* [Requirement]: Every line of the records below from the line with "Indicate each instance of the dark display" up to and including the line with "Indicate each instance of the wooden dining" must be reproduced exactly, and no line outside that range.

* [Data to examine]:
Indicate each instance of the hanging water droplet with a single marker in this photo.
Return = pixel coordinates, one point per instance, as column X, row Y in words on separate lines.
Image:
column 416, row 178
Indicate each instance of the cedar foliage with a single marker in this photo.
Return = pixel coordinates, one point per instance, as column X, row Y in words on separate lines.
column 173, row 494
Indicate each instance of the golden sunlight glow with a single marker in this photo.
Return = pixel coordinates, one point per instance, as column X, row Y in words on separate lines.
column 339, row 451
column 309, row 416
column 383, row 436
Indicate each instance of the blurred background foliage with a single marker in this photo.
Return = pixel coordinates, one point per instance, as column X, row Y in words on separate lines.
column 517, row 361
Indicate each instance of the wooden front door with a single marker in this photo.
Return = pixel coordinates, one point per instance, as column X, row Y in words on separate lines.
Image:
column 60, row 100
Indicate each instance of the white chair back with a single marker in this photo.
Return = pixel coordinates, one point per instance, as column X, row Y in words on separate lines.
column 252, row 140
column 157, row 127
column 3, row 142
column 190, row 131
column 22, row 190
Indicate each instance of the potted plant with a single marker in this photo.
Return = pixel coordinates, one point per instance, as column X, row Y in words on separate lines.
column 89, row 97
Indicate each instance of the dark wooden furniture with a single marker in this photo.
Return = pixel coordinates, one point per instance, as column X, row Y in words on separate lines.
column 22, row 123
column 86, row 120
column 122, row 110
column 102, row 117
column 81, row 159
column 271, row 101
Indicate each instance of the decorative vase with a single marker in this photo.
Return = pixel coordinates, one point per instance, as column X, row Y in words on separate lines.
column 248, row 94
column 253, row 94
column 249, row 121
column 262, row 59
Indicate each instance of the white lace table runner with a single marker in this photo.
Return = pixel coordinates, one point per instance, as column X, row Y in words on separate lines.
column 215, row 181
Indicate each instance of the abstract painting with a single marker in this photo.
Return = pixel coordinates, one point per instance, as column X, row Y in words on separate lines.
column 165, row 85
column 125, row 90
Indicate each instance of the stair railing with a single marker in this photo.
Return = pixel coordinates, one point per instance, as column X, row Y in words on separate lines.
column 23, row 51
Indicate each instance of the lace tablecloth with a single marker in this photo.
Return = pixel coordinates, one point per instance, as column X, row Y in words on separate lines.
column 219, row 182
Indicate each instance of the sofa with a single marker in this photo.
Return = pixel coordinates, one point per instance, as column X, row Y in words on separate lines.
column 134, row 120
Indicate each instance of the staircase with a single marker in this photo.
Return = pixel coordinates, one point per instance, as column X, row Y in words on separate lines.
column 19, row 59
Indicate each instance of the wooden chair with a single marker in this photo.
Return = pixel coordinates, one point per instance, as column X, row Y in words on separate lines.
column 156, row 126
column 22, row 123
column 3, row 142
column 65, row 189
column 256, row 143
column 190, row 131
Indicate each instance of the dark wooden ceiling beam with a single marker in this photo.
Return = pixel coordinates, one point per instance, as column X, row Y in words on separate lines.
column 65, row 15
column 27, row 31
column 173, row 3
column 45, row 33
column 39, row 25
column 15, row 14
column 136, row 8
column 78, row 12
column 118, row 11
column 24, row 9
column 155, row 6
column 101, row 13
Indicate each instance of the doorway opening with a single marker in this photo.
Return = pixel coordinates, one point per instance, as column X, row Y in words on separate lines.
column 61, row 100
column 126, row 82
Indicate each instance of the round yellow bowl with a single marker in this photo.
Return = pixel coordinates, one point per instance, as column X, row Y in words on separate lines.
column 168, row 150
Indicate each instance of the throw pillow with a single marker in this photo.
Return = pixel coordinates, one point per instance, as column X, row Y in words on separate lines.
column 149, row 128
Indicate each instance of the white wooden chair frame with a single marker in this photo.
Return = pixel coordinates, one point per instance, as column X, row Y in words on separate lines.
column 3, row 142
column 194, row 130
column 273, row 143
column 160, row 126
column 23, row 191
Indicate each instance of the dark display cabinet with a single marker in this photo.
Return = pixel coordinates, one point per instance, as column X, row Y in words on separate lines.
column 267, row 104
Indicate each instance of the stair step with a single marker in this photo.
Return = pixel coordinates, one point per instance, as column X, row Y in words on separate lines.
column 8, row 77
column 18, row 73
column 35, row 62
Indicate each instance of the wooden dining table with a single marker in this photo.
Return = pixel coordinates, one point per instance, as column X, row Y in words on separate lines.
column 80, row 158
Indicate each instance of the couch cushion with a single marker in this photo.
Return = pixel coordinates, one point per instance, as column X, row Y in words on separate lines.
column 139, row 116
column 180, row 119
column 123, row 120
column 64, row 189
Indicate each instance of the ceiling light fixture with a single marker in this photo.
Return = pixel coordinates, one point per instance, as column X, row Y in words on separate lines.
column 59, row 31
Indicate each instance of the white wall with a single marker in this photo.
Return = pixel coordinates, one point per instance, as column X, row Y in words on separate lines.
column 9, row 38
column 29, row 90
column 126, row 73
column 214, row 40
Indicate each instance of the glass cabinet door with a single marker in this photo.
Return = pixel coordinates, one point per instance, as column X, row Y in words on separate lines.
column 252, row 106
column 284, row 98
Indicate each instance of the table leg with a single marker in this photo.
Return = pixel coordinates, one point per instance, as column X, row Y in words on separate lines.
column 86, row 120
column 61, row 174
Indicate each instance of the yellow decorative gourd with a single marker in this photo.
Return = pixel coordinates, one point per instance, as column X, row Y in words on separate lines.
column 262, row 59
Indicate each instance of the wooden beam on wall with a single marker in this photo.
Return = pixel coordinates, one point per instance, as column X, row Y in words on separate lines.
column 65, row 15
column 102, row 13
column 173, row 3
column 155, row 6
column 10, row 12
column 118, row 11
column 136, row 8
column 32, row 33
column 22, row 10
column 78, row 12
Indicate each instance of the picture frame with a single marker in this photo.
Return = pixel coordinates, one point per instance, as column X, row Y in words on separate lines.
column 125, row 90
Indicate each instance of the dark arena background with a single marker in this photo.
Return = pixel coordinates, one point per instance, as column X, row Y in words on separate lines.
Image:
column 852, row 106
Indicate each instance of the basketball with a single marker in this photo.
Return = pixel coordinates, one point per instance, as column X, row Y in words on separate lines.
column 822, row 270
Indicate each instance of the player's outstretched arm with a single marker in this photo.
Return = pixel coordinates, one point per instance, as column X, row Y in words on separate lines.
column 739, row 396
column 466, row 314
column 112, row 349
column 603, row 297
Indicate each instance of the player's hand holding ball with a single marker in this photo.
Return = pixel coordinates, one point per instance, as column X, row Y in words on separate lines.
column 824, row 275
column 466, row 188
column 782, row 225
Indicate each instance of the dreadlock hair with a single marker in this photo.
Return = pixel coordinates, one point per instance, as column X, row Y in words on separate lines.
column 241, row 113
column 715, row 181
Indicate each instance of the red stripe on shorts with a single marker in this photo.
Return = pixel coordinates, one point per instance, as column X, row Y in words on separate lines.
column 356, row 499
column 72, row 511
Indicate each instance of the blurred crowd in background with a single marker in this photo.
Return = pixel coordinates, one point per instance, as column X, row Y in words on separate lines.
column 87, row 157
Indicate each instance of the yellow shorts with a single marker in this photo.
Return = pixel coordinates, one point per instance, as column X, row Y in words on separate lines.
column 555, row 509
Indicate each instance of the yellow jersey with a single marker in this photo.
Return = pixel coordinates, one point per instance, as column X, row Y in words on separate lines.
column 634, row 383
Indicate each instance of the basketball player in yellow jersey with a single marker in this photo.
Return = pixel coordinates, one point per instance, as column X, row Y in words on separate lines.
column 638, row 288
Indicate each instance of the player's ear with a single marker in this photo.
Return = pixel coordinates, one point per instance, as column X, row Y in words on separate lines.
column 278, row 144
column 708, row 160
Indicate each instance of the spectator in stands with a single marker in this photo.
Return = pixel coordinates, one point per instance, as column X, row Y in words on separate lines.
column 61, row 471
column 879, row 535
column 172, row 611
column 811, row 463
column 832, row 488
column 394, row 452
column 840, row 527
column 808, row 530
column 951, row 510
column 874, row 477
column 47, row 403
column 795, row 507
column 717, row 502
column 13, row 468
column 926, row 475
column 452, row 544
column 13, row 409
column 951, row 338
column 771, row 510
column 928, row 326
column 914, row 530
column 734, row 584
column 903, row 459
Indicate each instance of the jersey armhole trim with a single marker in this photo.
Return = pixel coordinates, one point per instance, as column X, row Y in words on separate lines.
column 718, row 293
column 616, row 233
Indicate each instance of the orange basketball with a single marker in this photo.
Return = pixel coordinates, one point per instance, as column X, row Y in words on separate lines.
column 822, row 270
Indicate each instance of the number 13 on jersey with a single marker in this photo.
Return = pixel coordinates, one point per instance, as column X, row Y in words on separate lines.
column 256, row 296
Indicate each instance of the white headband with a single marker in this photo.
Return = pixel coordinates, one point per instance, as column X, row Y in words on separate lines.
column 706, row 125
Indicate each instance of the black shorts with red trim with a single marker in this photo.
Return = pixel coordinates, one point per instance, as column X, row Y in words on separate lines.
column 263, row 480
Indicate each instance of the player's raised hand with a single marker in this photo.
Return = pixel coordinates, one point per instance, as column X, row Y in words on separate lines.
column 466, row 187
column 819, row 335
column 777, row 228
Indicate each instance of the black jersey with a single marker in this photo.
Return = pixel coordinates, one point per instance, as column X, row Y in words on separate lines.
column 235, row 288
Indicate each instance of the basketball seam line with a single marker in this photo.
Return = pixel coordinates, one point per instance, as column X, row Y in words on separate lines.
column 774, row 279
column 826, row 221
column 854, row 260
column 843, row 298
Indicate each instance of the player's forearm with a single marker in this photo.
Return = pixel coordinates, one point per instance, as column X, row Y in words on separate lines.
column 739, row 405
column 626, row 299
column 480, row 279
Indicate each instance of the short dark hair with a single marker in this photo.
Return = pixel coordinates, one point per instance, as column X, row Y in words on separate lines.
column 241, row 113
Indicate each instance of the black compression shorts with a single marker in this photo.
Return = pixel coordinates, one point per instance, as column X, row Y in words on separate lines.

* [Problem solution]:
Indicate each instance of the dark display cabinet with a single marker in this photo.
Return = pixel coordinates, one point per instance, as column X, row Y in words on separate lines.
column 267, row 104
Indicate each instance of the stair step with a single marker in this photo.
Return = pixel coordinates, one point per instance, as column X, row Y in words on separate lines.
column 8, row 77
column 18, row 73
column 35, row 62
Indicate each instance of the wooden dining table with a single marker in this photo.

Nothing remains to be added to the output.